• Quoted text:
####

[PATCH] D83214: [AMDGPU][GlobalISel] Select llvm.amdgcn.ballot

Fri Jul 10 04:58:12 PDT 2020

mbrkusanin added inline comments.

================
Comment at: llvm/lib/Target/AMDGPU/AMDGPUInstructionSelector.cpp:1053-1054
+
+  Optional<ValueAndVReg> Arg =
+      getConstantVRegValWithLookThrough(I.getOperand(2).getReg(), *MRI, true);
+
----------------
arsenm wrote:
> I think you want just regular getConstantVRegVal. I don't think you're getting much from the look through
Unfortunately regular version fails to produce the value.

================
Comment at: llvm/test/CodeGen/AMDGPU/GlobalISel/llvm.amdgcn.ballot.i64.ll:11-12
+; CHECK:       ; %bb.0:
+; CHECK-NEXT:    s_mov_b32 s0, 0
+; CHECK-NEXT:    s_mov_b32 s1, 0
+; CHECK-NEXT:    ; return to shader part epilog
----------------
arsenm wrote:
> This can be one s_mov_b64
It can, but SIFoldOperands will not let that happen.

####

• Provided material:
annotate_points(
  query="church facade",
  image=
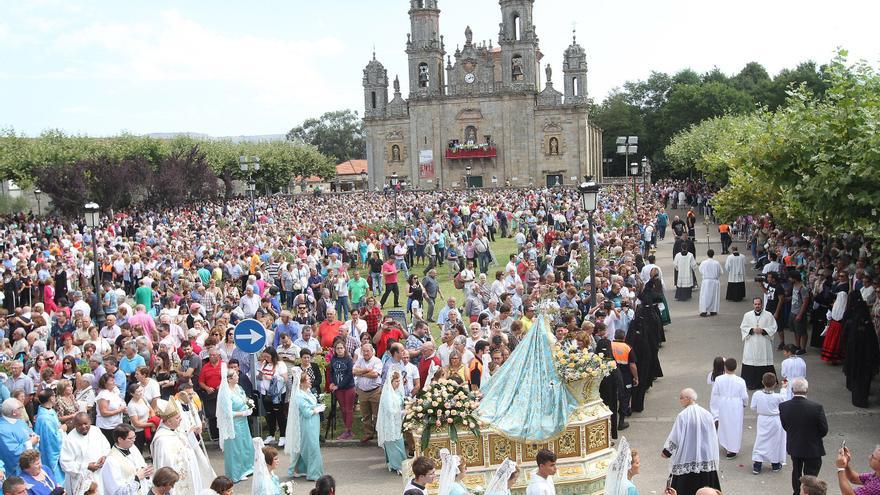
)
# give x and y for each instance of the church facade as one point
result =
(482, 116)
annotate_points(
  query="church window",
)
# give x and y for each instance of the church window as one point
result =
(470, 135)
(516, 68)
(554, 146)
(423, 75)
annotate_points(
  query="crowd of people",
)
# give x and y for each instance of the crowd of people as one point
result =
(124, 388)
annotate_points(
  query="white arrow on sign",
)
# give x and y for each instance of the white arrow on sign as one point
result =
(254, 337)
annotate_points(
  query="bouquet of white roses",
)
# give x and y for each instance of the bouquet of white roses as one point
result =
(287, 487)
(573, 363)
(444, 403)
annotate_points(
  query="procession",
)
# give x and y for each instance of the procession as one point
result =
(439, 247)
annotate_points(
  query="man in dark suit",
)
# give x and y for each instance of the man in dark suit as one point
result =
(805, 425)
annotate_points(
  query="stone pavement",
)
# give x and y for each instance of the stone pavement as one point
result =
(686, 357)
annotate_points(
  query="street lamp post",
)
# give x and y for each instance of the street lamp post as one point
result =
(249, 165)
(634, 171)
(93, 220)
(646, 171)
(395, 183)
(627, 145)
(589, 192)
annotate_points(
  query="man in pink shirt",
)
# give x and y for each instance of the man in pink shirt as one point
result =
(389, 273)
(145, 321)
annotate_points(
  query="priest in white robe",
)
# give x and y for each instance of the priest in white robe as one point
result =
(125, 472)
(692, 446)
(710, 291)
(735, 266)
(757, 328)
(82, 455)
(729, 397)
(685, 264)
(170, 448)
(770, 438)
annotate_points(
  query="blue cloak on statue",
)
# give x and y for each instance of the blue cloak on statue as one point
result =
(48, 428)
(526, 400)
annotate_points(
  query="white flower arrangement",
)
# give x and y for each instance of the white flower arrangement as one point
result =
(573, 363)
(444, 404)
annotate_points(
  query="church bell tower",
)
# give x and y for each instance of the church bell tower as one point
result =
(519, 45)
(425, 49)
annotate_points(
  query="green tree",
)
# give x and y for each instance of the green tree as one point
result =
(339, 135)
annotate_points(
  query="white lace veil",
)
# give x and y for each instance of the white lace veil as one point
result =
(292, 435)
(262, 482)
(225, 423)
(486, 374)
(498, 484)
(389, 424)
(449, 471)
(618, 469)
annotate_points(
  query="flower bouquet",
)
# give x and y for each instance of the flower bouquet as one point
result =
(580, 369)
(287, 487)
(444, 403)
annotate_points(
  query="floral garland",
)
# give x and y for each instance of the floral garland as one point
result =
(573, 364)
(445, 403)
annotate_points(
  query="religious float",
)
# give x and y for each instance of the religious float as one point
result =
(546, 396)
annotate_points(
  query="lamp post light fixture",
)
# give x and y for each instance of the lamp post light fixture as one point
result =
(93, 221)
(395, 184)
(589, 192)
(634, 171)
(249, 165)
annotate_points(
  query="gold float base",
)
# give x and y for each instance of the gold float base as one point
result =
(582, 450)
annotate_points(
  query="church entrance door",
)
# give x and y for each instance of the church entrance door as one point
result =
(554, 180)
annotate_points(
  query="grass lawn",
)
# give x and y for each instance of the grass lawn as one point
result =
(502, 248)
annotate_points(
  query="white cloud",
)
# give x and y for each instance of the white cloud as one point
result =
(174, 48)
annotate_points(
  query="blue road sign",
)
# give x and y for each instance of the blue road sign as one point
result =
(250, 336)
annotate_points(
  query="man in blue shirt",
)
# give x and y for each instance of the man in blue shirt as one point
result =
(288, 326)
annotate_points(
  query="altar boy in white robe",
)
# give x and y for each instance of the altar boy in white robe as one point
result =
(770, 438)
(757, 328)
(685, 264)
(171, 448)
(710, 291)
(125, 472)
(82, 455)
(729, 397)
(735, 266)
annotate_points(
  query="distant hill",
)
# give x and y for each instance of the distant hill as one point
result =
(234, 139)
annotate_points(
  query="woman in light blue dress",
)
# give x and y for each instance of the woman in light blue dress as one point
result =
(304, 431)
(389, 424)
(266, 459)
(232, 421)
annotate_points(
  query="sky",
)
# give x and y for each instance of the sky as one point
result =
(230, 67)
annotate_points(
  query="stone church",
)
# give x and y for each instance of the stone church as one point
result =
(481, 116)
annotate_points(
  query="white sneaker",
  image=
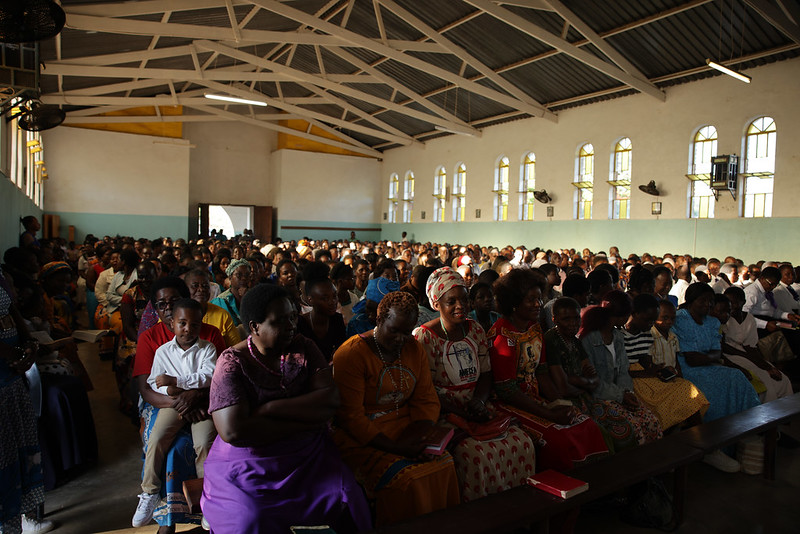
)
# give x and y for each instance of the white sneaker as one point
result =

####

• Required work:
a. Answer these three questions using the patch review:
(i) Which function does arsenm suggest using in place of getConstantVRegValWithLookThrough?
(ii) What instruction does arsenm say could replace the two s_mov_b32 lines?
(iii) According to mbrkusanin, what will not let that replacement happen?
b. Print everything in the patch review from "mbrkusanin added inline" down to "produce the value.".

• The replies:
a.
(i) getConstantVRegVal
(ii) One s_mov_b64
(iii) SIFoldOperands

b.
mbrkusanin added inline comments.

================
Comment at: llvm/lib/Target/AMDGPU/AMDGPUInstructionSelector.cpp:1053-1054
+
+  Optional<ValueAndVReg> Arg =
+      getConstantVRegValWithLookThrough(I.getOperand(2).getReg(), *MRI, true);
+
----------------
arsenm wrote:
> I think you want just regular getConstantVRegVal. I don't think you're getting much from the look through
Unfortunately regular version fails to produce the value.